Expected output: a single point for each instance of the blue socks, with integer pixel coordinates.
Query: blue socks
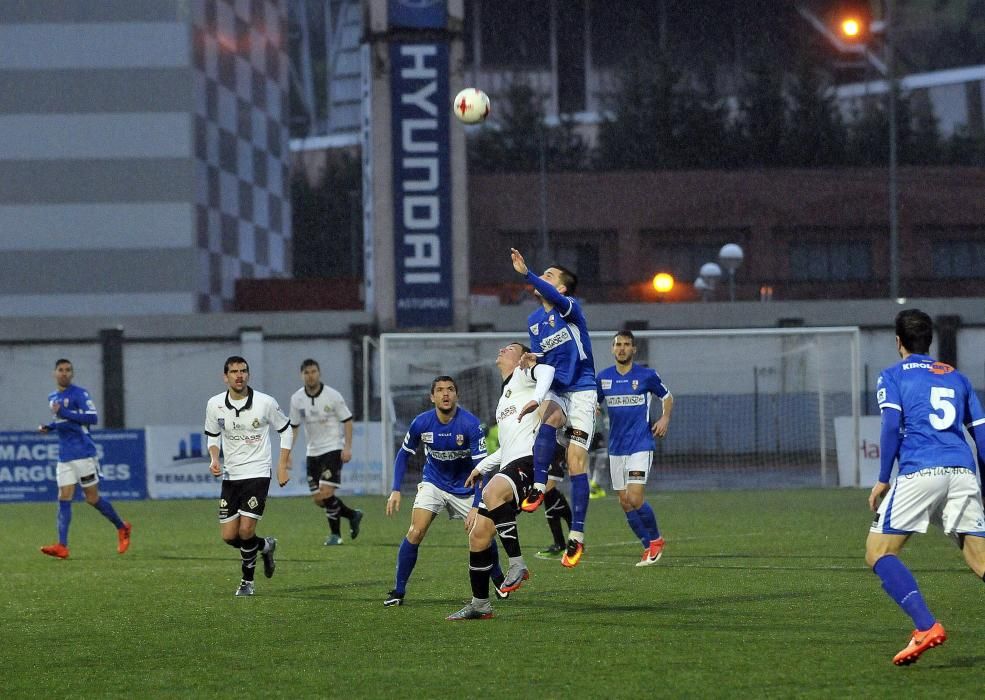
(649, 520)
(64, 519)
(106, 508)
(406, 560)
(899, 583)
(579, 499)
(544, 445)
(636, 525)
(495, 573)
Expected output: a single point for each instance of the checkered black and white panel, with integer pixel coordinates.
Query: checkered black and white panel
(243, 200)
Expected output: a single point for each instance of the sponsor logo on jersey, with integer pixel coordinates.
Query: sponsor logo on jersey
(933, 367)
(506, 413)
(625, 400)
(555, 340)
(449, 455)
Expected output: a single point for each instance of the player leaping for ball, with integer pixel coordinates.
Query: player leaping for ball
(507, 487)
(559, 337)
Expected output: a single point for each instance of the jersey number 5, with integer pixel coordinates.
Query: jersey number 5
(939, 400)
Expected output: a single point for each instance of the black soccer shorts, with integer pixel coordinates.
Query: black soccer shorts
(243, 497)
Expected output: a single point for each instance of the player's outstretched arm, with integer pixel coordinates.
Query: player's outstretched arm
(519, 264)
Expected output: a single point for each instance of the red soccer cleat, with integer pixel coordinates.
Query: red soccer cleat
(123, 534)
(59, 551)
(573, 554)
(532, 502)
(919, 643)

--

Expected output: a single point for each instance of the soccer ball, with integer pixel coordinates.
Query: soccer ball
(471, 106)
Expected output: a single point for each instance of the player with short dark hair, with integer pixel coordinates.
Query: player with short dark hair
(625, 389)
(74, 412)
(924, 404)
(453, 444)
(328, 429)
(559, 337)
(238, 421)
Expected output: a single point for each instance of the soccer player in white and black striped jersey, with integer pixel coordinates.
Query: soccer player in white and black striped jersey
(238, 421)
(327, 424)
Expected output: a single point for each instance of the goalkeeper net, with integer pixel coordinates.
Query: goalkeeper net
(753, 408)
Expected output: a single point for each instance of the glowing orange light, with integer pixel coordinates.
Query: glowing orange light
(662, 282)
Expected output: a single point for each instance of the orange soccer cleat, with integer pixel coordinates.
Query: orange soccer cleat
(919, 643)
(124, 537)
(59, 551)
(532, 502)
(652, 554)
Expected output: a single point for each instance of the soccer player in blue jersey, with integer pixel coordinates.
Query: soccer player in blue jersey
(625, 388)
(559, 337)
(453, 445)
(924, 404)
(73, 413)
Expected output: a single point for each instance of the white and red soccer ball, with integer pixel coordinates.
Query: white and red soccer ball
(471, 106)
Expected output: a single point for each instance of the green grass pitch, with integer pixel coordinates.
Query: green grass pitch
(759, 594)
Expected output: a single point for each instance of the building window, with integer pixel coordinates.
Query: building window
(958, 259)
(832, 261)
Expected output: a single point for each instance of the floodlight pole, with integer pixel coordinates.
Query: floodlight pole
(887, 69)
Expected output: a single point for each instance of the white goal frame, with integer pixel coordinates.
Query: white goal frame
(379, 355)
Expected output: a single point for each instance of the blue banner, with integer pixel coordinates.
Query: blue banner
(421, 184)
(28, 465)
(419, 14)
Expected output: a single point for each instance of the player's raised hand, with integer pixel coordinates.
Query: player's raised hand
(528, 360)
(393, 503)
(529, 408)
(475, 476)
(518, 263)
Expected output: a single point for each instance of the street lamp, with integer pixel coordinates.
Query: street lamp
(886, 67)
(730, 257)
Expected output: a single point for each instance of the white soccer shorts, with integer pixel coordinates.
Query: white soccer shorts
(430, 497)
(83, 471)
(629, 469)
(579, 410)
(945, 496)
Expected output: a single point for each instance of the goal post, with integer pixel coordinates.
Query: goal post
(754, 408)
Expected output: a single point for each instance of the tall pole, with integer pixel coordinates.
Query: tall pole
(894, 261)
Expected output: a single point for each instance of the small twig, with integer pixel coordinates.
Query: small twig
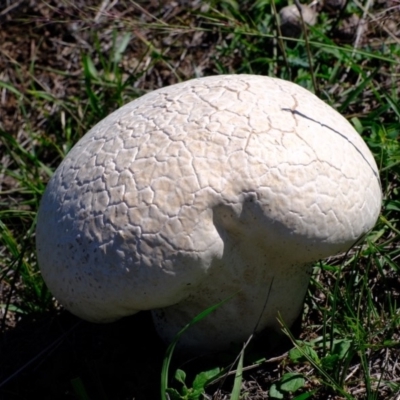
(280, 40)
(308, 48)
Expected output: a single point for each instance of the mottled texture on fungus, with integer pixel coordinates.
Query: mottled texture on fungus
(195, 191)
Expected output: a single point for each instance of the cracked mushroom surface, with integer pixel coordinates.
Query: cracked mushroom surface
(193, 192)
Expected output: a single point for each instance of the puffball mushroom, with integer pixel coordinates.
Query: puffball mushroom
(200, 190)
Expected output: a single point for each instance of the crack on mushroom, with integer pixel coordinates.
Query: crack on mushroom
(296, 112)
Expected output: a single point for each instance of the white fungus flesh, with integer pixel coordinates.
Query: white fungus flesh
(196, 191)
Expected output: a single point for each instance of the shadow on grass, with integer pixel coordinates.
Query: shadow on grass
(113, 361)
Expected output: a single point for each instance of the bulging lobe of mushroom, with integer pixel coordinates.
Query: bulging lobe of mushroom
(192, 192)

--

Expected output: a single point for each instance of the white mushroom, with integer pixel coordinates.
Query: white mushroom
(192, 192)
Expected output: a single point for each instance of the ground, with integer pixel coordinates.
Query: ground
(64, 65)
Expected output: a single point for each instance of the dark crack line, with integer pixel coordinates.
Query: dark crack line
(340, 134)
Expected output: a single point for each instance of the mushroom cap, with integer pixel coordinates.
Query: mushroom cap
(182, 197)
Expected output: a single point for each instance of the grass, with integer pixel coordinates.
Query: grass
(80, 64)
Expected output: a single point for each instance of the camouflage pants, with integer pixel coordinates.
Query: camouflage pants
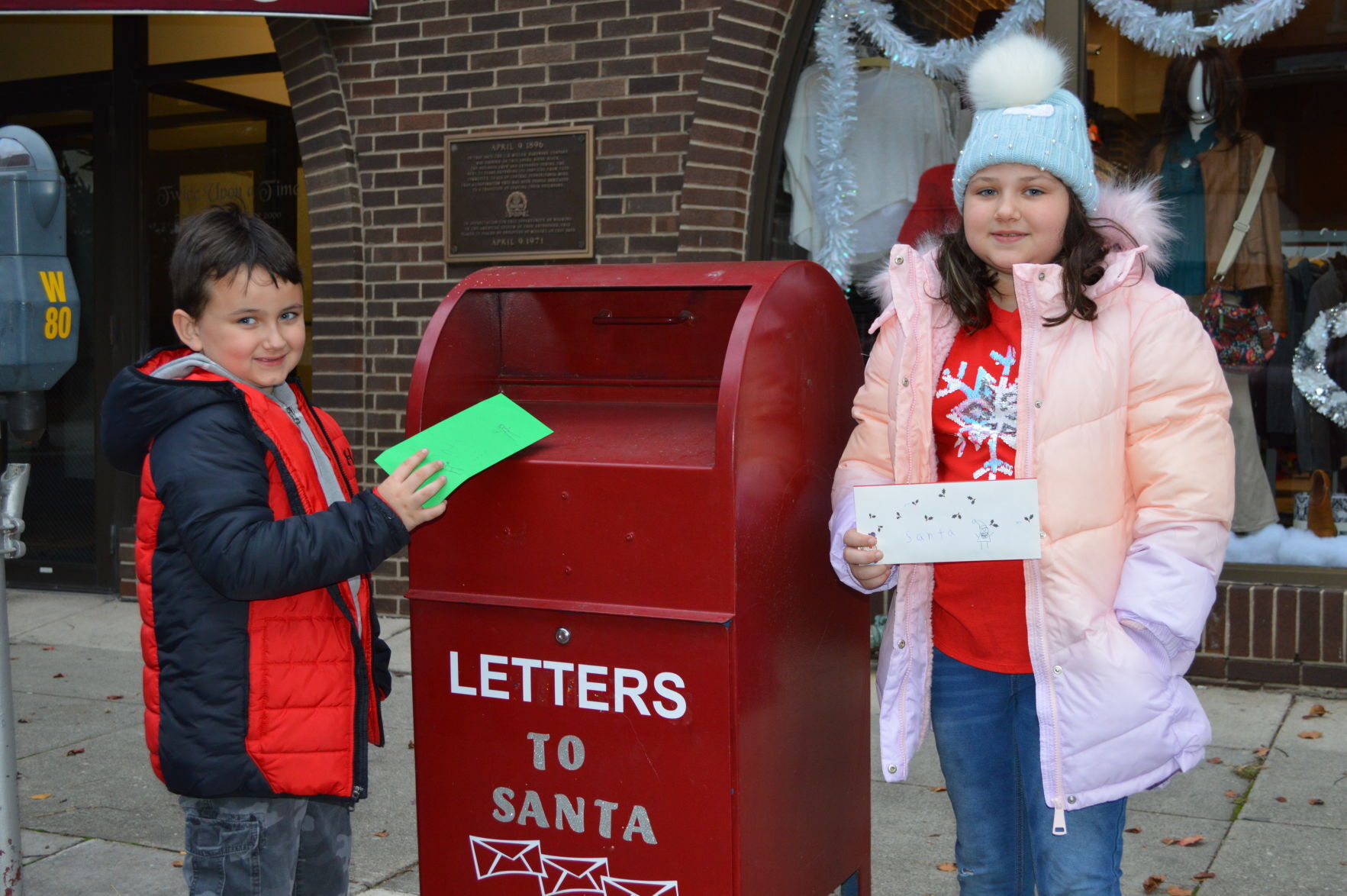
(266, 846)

--

## [Work to do]
Pick out every line in the records above that contains the word "bulging", treating case as significant, and copy each such line.

## [Solution]
Expected output: a single point for each instance of the bulging lobe of mushroom, with integer pixel coordinates.
Query: bulging lobe of mushroom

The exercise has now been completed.